What is being asked:
Repeat each record that follows, keeping it identical.
▼
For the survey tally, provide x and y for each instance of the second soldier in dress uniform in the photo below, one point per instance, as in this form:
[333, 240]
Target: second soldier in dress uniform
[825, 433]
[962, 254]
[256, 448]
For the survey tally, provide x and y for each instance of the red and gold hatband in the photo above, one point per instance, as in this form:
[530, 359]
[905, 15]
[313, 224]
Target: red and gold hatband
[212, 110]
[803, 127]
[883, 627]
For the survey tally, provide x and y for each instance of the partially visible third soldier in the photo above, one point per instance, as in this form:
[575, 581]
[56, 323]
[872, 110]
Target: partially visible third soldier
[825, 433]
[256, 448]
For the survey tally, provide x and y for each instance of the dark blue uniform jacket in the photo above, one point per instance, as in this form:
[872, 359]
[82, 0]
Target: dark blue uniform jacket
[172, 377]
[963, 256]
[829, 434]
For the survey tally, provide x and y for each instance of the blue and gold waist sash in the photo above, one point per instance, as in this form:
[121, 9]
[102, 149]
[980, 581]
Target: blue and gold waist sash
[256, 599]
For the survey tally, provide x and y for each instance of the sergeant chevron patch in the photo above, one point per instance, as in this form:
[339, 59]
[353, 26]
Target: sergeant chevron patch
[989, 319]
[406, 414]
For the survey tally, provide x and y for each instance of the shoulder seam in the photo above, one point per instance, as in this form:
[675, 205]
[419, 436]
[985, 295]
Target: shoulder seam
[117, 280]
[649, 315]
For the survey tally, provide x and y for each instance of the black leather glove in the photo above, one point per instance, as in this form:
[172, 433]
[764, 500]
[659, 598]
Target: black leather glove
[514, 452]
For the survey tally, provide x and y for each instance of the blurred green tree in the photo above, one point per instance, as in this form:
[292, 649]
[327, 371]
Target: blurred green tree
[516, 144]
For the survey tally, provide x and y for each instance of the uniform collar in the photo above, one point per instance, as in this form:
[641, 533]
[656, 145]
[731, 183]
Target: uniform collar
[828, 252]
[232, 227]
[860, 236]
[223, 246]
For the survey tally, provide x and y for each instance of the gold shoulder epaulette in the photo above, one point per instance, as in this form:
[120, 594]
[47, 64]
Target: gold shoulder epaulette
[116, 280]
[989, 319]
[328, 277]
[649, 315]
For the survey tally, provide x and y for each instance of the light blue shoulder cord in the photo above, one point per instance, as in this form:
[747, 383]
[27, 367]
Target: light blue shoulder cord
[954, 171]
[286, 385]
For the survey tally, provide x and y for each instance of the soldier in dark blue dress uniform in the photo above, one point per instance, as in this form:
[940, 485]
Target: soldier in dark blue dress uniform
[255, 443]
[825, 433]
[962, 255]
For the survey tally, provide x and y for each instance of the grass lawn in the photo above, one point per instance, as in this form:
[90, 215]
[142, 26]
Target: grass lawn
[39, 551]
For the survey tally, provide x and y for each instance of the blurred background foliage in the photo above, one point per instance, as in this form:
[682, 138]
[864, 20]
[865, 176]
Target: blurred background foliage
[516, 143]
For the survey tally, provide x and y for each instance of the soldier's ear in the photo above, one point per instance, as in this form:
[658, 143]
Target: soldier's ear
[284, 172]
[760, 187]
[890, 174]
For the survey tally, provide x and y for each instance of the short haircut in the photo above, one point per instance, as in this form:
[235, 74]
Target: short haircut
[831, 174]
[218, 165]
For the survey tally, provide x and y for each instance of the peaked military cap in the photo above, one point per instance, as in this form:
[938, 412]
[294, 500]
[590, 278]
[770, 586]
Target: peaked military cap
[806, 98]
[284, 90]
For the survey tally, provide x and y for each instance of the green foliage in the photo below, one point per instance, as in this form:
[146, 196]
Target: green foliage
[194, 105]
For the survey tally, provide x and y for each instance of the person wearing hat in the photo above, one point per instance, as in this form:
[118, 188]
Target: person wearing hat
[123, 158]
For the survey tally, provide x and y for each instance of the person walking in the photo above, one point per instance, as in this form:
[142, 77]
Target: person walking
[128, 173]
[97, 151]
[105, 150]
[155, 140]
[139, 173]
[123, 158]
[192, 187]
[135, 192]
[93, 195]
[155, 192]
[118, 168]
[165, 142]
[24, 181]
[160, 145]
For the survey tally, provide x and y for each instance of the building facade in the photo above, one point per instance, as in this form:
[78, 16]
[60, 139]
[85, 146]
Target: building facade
▲
Your solution:
For the survey tally, provide x and y for each instance of the second soldier in dress uniform in the photo below, one point per instance, as in this form:
[333, 240]
Target: second soldier in dress uniform
[825, 433]
[962, 254]
[256, 448]
For the survey tally, provide x and y for each instance of the red and gold hatband in the photo above, one point per instance, as in this form:
[530, 359]
[905, 15]
[313, 224]
Target: red and gold hatband
[212, 110]
[803, 127]
[883, 627]
For the survey tally, provide x and y for each instance of the partially visible third soldier in the photo above, one point per instance, as in this form:
[575, 581]
[56, 323]
[872, 110]
Target: partially visible third soldier
[825, 433]
[256, 448]
For the survey tally, provide x and y for each instance of the dark blue uniform jacket in the photo above, one point per instance, as in this form:
[872, 359]
[82, 0]
Target: dark blue uniform jacket
[172, 377]
[963, 256]
[829, 434]
For the survey tally, provide x and y for each instance of the blue and gold waist sash in the photo above, one point per instance, as in this form:
[121, 9]
[102, 149]
[980, 581]
Target: blue and gold waist sash
[256, 599]
For the survey tally, provide x and y for each instance of the sergeant chevron patch in the photo above, one point per instance, as in this form:
[339, 59]
[353, 26]
Target: sergeant chevron patch
[989, 319]
[406, 414]
For the survey tally, provide x and y for each instance of the shoulder seam in the photo above, one point per instance, as in this form:
[675, 205]
[419, 436]
[985, 295]
Target: shoulder seam
[117, 280]
[649, 315]
For the survey tally, provide x and y for each instance of the black leather glove in the photo above, one point per instance, as in this form:
[172, 433]
[764, 500]
[659, 598]
Target: black leather glove
[514, 452]
For the survey tally, provide x and y for each instance of the blurred green tree in the photo above, one point per instance, as in this form:
[292, 649]
[327, 371]
Target: blurred green tree
[516, 144]
For the survey tally, provide x and y for each instance of the uniform collar in the photo above, one point per instance, as in this form:
[641, 533]
[656, 145]
[731, 183]
Target: uniform collar
[828, 252]
[232, 227]
[860, 236]
[223, 246]
For the survey tally, provide x and y for each instance of the gold shoulder epaulette in the photo above, one point per instance, as in this form:
[120, 594]
[47, 64]
Target: gold shoulder epaulette
[116, 280]
[989, 319]
[328, 277]
[649, 315]
For the survey tally, provide x and y for each instance of the light blue shoulder cord in the photo above, one point per instance, as in this form:
[747, 383]
[27, 367]
Target: light blue shoulder cord
[954, 171]
[286, 385]
For the survey tally, provide x and y for each instance of the soldier in dark blue dress uniform in the photo above, one point per instance, as in this form:
[940, 485]
Target: soldier in dark blue dress uniform
[255, 443]
[825, 433]
[962, 255]
For the survey tally, provide x and y for each instance of the grass lawn in the photo above, one point per instance, as in this form:
[90, 215]
[142, 26]
Target: grass lawn
[39, 551]
For the survey tally, provide x and y for each instance of the blurred background foliage in the photo above, one point per instance, as in this form:
[682, 138]
[864, 20]
[865, 176]
Target: blurred background foliage
[516, 143]
For the survey tally, provide x and y for each instance of the soldier's ear in the photo above, one point per instance, as in this form:
[658, 143]
Target: soldier's ear
[284, 172]
[760, 187]
[890, 174]
For the survey tally, provide x and y for each instance of the short haircut in the photo above, one point per instance, as in this form:
[235, 74]
Target: short haircut
[831, 174]
[218, 165]
For the survey tally, provide x and y for each instance of the peaked military cap in the photo above, one point per instance, as in this form:
[938, 412]
[294, 500]
[590, 278]
[770, 586]
Target: peaked military cap
[806, 98]
[284, 90]
For the survey tally, provide x and y for each instance of the green foliage in the photo below, one point per instance, as in this form:
[146, 196]
Target: green foliage
[194, 105]
For the survey tally, provide x and y for each instance of the person wearing hat in the photo above, one point per instance, as in this form:
[118, 188]
Target: person wearing hat
[123, 158]
For the survey tally, provide x and y for each instance of the person walking in the photo above, one point per instance, as in this form:
[142, 77]
Target: person walking
[128, 173]
[97, 151]
[105, 150]
[155, 140]
[139, 173]
[123, 158]
[192, 187]
[135, 192]
[93, 195]
[155, 192]
[118, 168]
[165, 142]
[24, 181]
[160, 145]
For the survey tally, provide x and y for each instance of the building facade in the photo above, one point per instance, as in this form:
[78, 16]
[60, 139]
[85, 146]
Target: building facade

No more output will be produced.